Every line in the records below with the string "clicks" needs to be copied out.

[Collected data]
[Start of section]

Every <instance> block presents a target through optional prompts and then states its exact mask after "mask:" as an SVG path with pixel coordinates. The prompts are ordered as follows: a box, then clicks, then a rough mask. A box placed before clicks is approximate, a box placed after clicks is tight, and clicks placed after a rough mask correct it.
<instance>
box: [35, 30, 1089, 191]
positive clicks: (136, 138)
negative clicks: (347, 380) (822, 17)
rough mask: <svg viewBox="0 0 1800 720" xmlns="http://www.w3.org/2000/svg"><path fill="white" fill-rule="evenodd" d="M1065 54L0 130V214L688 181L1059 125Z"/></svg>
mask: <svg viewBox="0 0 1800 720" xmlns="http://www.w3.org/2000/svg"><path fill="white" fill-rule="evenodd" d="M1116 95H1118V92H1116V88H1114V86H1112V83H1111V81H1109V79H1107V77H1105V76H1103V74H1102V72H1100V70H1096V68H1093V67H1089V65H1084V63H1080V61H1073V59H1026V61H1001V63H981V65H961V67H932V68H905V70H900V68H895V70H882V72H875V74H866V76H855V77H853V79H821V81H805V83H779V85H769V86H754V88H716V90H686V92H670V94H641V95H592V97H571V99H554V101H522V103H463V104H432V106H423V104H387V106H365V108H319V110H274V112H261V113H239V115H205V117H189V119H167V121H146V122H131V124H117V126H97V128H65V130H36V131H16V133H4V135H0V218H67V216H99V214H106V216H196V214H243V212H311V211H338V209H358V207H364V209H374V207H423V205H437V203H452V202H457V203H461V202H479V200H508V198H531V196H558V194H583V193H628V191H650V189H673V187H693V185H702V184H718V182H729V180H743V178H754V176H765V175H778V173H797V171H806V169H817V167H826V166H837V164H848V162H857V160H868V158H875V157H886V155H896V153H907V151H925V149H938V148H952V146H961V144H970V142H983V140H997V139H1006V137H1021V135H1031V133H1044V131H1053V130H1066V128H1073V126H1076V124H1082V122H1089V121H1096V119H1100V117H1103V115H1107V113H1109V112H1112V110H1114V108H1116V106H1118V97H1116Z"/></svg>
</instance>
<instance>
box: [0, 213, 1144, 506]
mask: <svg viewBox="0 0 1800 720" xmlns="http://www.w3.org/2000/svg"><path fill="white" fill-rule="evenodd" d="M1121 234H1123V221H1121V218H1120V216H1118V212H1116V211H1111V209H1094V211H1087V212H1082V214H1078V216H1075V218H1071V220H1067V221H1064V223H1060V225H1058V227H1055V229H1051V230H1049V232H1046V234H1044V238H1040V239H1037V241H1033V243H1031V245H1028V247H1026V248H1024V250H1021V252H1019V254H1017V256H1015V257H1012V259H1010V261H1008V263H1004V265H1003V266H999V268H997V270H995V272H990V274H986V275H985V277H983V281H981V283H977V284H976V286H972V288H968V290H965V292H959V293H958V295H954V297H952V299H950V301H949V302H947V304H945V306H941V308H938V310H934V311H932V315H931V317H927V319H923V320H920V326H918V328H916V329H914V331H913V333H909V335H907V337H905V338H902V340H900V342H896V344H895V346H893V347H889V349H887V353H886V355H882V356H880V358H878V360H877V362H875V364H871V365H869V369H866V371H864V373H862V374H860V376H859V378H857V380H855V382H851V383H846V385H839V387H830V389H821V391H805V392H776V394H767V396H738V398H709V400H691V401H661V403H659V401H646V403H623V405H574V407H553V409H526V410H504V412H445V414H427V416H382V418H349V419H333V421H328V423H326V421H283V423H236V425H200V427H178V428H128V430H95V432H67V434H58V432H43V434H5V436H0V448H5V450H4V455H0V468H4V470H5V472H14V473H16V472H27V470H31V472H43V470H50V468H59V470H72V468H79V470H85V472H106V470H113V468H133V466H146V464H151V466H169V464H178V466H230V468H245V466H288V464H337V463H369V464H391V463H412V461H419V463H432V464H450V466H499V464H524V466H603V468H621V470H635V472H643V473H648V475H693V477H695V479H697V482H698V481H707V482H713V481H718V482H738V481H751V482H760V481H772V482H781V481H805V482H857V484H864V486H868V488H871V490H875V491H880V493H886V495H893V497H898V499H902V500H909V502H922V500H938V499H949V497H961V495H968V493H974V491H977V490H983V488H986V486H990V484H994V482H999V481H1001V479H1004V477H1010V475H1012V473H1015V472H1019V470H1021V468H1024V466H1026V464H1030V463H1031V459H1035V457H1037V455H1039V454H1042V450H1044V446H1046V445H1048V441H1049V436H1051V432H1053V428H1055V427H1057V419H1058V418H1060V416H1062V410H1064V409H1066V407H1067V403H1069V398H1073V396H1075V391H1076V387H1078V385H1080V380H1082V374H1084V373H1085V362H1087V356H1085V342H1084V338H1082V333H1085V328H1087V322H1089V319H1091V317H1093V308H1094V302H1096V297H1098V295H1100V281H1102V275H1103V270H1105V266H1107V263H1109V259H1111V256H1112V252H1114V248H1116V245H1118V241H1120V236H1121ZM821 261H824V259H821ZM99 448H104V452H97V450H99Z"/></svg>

[End of section]

## TASK ANSWER
Every <instance> block presents a target through optional prompts and then states its exact mask after "mask:" as an SVG path with pixel coordinates. The prompts are ordered as follows: a box, then clicks, then a rough mask. A box placed before clicks is approximate, a box placed after clicks is tight, and clicks placed after a rough mask correct it.
positive clicks: (136, 138)
negative clicks: (347, 380) (822, 17)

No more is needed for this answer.